# Work instructions
Repeat, exactly and alone, every line from the line that contains "Would you mind pointing to the man in white" to the end of the entries.

### Dataset rows ###

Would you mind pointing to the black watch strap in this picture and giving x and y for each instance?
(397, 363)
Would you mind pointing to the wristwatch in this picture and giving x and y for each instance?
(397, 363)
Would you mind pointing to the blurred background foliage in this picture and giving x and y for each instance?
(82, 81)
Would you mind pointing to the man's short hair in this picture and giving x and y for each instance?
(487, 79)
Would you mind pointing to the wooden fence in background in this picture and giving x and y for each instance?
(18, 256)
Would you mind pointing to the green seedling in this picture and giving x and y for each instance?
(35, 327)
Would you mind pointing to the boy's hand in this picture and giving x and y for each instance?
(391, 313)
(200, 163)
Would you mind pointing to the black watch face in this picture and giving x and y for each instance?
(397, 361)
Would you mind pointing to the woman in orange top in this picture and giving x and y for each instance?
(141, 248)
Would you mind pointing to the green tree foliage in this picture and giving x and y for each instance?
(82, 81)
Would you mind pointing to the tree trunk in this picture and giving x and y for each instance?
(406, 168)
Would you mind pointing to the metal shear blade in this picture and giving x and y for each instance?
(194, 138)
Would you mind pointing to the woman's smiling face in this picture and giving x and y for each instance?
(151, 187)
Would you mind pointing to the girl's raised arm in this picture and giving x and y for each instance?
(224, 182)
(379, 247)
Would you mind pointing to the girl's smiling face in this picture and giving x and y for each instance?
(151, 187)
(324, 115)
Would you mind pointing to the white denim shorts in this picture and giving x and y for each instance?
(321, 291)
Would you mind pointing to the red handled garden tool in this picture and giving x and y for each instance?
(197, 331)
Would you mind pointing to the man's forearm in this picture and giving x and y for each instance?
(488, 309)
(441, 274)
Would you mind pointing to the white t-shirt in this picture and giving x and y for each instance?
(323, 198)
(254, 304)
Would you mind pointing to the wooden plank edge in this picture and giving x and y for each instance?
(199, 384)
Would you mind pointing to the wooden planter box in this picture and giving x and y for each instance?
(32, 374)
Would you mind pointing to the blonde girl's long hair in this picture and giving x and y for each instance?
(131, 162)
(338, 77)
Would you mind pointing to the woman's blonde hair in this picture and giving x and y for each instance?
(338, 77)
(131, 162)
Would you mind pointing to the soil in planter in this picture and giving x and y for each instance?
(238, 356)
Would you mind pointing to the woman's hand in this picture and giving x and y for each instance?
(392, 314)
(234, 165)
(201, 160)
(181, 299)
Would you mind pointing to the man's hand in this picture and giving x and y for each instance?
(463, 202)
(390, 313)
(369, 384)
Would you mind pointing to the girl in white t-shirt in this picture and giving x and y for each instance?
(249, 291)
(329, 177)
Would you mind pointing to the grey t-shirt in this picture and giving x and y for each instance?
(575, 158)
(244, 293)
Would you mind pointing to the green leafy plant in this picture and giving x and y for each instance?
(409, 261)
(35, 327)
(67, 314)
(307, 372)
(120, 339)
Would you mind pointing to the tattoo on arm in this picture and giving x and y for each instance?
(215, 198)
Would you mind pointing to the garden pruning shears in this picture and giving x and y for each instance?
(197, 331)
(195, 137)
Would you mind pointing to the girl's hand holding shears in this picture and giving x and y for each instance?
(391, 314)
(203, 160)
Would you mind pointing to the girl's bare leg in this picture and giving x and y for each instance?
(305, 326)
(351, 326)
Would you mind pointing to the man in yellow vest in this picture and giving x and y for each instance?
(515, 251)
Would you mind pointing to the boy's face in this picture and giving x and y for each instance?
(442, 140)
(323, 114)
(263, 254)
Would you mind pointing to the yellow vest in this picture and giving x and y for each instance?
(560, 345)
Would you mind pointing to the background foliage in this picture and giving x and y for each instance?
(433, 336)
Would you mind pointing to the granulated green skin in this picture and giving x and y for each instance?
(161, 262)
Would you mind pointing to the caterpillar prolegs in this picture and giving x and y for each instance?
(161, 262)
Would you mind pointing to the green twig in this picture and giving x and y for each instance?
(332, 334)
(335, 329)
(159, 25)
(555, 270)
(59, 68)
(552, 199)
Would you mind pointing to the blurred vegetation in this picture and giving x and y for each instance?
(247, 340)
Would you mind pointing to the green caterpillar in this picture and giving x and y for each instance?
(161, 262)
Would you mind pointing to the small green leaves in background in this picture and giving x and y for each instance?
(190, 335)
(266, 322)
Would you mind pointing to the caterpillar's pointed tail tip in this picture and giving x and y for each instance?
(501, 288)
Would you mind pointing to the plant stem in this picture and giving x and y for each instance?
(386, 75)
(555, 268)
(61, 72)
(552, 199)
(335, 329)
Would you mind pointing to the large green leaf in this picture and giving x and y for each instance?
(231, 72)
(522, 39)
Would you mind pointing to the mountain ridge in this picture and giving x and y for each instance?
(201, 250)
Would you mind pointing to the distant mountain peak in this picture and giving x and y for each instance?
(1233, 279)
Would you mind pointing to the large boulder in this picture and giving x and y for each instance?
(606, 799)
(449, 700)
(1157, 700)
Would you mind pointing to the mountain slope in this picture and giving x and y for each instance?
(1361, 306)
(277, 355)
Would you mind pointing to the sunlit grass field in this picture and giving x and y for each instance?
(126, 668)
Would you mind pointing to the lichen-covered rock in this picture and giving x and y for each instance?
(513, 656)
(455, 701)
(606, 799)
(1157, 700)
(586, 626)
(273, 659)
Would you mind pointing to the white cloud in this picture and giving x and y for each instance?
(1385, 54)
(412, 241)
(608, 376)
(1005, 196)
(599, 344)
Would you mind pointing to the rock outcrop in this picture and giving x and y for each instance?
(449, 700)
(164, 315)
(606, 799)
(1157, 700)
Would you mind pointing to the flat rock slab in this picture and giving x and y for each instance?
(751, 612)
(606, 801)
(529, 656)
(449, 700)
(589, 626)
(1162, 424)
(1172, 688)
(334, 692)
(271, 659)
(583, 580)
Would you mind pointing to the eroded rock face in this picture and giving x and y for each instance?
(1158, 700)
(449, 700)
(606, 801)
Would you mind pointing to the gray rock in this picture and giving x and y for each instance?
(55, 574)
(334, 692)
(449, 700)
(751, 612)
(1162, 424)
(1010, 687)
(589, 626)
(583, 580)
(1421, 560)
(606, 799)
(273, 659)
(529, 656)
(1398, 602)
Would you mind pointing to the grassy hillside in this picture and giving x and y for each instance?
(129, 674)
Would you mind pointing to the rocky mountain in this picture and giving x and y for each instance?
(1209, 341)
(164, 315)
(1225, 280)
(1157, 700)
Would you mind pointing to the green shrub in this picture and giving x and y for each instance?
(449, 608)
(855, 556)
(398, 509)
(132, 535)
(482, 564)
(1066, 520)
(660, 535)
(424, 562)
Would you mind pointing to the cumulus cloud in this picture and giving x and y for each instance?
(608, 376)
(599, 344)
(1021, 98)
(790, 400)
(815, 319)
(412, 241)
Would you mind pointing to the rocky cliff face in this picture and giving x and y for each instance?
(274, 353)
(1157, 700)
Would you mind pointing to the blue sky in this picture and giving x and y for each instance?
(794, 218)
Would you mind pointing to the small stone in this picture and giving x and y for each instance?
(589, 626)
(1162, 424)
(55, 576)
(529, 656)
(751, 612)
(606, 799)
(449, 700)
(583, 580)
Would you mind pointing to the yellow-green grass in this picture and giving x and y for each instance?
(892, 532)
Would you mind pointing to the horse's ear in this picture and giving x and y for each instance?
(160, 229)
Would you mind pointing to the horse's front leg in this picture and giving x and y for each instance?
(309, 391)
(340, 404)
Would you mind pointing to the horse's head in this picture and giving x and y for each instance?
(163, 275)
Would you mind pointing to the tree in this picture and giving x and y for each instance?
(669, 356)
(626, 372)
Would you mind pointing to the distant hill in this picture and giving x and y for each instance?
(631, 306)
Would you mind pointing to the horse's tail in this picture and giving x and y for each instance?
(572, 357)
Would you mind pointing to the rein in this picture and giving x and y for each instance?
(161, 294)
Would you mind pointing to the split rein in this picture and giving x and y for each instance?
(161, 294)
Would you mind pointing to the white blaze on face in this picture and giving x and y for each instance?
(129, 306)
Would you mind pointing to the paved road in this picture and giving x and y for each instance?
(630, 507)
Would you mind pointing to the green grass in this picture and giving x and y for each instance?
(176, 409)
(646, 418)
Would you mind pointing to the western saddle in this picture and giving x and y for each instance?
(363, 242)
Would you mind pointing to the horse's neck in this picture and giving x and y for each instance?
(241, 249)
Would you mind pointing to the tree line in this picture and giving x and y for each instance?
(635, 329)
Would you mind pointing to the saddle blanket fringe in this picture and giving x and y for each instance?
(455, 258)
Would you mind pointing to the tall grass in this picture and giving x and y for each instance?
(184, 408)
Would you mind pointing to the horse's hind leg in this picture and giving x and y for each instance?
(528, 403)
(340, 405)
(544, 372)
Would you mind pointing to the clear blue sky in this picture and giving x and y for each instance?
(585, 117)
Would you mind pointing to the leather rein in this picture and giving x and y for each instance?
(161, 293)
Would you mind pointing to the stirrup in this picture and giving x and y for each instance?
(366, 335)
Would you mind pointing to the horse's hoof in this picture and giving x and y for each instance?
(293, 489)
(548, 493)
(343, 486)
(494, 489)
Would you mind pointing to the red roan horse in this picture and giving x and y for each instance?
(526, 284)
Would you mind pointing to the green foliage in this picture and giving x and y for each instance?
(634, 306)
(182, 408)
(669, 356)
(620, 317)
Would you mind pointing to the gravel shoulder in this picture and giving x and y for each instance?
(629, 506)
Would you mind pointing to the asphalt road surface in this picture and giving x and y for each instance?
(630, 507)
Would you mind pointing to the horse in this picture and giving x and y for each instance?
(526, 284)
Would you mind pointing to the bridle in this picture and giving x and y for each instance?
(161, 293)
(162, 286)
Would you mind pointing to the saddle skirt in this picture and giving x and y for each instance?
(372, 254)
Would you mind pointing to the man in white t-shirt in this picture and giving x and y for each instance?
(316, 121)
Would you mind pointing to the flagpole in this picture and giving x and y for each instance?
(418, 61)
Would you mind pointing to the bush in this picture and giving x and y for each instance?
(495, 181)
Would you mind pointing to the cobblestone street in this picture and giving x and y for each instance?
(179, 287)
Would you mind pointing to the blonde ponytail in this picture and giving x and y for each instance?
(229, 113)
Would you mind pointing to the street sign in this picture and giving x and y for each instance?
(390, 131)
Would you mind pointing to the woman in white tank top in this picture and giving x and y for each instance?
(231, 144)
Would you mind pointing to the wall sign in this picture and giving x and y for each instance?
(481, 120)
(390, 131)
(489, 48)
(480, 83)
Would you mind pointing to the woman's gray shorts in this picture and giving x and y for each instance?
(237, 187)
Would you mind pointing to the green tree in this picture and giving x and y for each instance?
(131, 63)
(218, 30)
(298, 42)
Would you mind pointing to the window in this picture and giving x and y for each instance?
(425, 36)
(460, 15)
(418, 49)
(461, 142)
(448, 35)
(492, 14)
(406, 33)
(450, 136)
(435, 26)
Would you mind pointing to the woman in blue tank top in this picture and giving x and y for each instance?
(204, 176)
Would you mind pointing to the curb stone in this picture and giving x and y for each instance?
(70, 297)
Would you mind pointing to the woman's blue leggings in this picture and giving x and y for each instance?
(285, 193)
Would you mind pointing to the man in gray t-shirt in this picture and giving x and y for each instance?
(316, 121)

###

# Complete output
Would you mind pointing to the man in white t-shirt in this picture and giving x and y for each instance?
(316, 121)
Would you mind pointing to the flagpole in this picture and giving x and y for each instance?
(418, 61)
Would you mind pointing to the bush in this picture and giving x and y for each instance?
(495, 181)
Would you mind pointing to the cobblestone street in this picture and giving x and y for each instance?
(179, 287)
Would you mind pointing to the blonde ponytail in this picture and giving x and y for each instance?
(229, 113)
Would you mind pointing to the street sign in this picture and giving x and y for each instance?
(390, 131)
Would you mind pointing to the woman in white tank top in this picture and giving x and y for each instance?
(231, 144)
Would you mind pointing to the wall sign in this picture and giving x and y for each instance?
(481, 120)
(390, 131)
(489, 48)
(480, 83)
Would you mind pointing to the woman's gray shorts in this picture and giving x and y for each instance?
(237, 187)
Would you mind pointing to the green tree in this picture and giving x and y for each instance?
(131, 63)
(218, 30)
(298, 42)
Would you mind pointing to the window in this picture and giving x and y for each instance?
(425, 36)
(460, 15)
(418, 49)
(461, 142)
(448, 35)
(492, 14)
(406, 33)
(450, 136)
(435, 26)
Would you mind pointing to the woman in blue tank top in this picture and giving x and y for each instance?
(204, 176)
Would you mind pointing to the curb stone in this picture and giving x and y for each instance?
(70, 297)
Would you mind pointing to the woman's blue leggings in this picture and giving x and y for each instance?
(285, 193)
Would you mind pointing to the man in gray t-shirt in this picture and giving x and y for each instance?
(316, 121)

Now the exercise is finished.